### Provided passage
MAPLE PARK – Alex Markuson begins his pole vault approaches 20 to 25 feet closer than his Kaneland boys track and field teammates.

Sure, Markuson exudes eagerness, but he also takes fewer steps out of necessity.

There’s little other alternative for a pole vaulter with cerebral palsy.

Markuson’s calves, hamstrings and glutes tightened as his condition developed at birth. He walks with a limp, often on his toes, and can admittedly lumber down the runway at times. When he propels himself in the air, that hardly matters. A pole vault coach with three decades’ experience says he finds more thrill in watching Markuson clear 10 feet than elite vaulters going 16-plus.

Former longtime Sterling coach Max Gaumer thinks Markuson is courageous for even attempting to excel in a sport filled with daredevils. Markuson thinks he’s grabbing his pole for another run.

“My strides are really short, and I’m really just not flexible,” Markuson said, “but I learn to work with what I’ve got, you know.”

Apart from an unquestioned commitment, Markuson’s biggest benefit is arguably his upper body strength. Knights pole vault coach Andy Drendel smirks when he says it looks like Markuson is wearing football pads all the time, or that “he’s got the biggest traps I’ve ever seen in my entire life.”

Older brother Logan, a former Kaneland state champion hurdler who now vaults and hurdles at Minnesota, remembers that attribute from the early days. He gladly observed its updated version while on spring break last week, stopping by practice to see his brother win another handstand contest or wow the gym with his prowess in the rope pulley drill.

Pole vaulting runs deep in the Markuson makeup. Before his sons competed, Jay Markuson held the Batavia record of 14-6 from 1977 until recent graduate Brandon Clabough eclipsed the standard last spring. Vaulting in college, like Jay (Western Illinois), has provided Logan Markuson with plenty of perspective about other approaches to the event.

Upon further review, he still thinks his brother is incredibly unique.

“A lot of times in high school, they’ll find a kid who’s fast and who’s fearless and they’ll say, ‘Hey, grip the top of this pole and see how high it gets you,’ “ Logan Markuson said. “But kids like Alex who are maybe a little slower down the runway, they’d be slower on the runway, but then their upper body would take over and their form and technique would get him the height.”

### The problem
In the article on pole vaulter Alex Markuson, who broke his father Jay's Batavia record of 14-6?

### Dataset extract

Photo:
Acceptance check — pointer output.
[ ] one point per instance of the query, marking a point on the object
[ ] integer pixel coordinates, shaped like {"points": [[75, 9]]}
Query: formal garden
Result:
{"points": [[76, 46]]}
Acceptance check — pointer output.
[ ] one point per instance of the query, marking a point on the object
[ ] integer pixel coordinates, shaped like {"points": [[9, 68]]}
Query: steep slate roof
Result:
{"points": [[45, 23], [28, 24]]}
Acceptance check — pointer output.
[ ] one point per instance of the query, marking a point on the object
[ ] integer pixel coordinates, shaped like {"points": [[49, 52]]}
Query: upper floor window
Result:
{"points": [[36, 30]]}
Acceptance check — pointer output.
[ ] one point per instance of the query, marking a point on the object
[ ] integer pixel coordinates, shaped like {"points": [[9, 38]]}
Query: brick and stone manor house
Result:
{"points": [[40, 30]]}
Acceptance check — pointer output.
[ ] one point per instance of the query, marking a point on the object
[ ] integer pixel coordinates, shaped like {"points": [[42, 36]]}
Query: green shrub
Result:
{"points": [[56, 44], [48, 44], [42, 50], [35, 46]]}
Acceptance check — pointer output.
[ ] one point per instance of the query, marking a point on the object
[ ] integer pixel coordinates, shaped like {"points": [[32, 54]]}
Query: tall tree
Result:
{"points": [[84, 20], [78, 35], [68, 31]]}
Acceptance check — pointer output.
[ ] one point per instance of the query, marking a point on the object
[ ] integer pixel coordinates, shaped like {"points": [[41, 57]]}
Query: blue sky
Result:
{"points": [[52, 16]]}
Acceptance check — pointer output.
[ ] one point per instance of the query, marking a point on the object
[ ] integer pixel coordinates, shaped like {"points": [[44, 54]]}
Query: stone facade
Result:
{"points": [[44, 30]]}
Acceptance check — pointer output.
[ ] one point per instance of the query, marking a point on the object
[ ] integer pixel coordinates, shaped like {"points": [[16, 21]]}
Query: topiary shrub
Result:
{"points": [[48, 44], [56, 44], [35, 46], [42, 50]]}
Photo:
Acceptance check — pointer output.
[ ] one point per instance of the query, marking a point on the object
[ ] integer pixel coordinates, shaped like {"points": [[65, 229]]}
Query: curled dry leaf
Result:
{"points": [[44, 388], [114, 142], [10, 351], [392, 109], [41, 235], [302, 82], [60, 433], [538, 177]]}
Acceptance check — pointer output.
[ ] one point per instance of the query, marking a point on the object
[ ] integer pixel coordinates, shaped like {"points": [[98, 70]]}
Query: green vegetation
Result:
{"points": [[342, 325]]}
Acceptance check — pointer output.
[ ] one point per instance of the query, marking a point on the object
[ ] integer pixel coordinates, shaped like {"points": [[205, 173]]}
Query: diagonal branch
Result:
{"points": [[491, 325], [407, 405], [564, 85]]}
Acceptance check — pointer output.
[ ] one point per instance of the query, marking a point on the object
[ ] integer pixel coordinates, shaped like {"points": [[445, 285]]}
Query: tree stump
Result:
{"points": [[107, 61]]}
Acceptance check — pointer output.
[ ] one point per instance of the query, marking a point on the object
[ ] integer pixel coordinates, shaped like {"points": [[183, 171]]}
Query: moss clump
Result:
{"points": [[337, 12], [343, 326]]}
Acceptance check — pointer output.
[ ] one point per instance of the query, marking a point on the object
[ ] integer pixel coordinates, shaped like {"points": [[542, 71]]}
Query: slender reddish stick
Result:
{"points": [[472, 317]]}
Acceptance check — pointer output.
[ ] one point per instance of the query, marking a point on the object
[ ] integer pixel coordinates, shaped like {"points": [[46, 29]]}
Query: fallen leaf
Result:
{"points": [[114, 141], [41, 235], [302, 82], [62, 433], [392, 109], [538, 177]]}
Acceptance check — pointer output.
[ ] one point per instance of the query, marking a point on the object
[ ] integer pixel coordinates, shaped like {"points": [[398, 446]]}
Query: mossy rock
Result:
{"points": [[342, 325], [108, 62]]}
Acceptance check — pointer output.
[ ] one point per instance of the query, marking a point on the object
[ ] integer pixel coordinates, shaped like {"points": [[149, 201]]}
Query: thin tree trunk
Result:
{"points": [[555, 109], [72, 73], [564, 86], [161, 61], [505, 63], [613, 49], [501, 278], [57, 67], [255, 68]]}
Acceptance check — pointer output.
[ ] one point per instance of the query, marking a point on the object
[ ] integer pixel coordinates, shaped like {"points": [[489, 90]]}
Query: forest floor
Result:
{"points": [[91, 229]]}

--

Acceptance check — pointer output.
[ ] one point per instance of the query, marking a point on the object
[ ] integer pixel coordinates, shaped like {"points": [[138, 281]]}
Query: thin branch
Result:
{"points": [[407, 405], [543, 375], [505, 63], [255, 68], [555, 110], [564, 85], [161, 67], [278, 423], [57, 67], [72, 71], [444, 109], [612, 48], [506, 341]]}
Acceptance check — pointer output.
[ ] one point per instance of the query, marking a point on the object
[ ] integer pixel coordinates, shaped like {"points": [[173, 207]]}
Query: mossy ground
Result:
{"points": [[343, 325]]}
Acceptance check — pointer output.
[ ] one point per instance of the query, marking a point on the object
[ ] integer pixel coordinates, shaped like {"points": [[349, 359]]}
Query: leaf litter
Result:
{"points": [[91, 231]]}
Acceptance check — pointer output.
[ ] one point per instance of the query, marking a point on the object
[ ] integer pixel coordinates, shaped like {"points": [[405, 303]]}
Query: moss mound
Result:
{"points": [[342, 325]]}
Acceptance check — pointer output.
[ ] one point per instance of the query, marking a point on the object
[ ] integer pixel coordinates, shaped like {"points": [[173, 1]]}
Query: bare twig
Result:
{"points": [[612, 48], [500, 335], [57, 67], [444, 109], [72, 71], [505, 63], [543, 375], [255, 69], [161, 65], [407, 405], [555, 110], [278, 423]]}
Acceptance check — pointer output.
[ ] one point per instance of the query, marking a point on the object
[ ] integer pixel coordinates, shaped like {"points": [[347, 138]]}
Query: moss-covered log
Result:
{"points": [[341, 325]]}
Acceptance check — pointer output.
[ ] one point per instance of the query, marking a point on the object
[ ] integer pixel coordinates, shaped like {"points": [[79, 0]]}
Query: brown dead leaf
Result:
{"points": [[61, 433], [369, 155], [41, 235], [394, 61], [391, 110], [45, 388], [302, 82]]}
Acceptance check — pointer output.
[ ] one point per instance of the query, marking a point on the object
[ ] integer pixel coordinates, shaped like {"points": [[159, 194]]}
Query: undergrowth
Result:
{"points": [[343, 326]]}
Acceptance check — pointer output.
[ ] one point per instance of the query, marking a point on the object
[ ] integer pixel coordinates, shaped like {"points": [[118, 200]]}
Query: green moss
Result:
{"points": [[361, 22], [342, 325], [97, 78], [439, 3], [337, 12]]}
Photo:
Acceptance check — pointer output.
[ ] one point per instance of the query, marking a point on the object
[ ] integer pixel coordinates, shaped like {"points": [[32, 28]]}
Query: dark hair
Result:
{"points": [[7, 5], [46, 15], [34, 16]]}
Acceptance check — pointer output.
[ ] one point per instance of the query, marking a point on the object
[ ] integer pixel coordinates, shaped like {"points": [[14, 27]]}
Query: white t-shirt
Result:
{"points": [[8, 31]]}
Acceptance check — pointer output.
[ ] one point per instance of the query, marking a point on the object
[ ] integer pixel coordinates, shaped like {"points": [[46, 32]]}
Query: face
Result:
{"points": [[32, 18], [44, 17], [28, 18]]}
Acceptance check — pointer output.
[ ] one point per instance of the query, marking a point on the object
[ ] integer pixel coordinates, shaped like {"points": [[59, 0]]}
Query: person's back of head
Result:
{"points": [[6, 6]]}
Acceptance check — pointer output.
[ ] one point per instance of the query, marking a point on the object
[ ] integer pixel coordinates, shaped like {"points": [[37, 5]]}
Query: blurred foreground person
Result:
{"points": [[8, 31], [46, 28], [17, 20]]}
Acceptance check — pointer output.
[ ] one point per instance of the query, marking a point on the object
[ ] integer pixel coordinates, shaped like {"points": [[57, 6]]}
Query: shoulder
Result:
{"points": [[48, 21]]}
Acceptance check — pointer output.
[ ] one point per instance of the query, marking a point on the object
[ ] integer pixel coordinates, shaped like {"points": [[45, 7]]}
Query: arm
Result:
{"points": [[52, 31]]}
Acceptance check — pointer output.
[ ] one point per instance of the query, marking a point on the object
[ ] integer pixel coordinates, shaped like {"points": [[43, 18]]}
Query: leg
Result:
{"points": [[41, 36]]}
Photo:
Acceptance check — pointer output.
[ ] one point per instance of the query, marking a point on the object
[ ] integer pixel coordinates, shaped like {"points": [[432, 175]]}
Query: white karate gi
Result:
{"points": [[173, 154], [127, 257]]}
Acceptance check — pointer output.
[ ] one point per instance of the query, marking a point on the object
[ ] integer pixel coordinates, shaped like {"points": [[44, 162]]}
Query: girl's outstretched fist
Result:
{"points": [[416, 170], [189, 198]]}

### Written answer
Brandon Clabough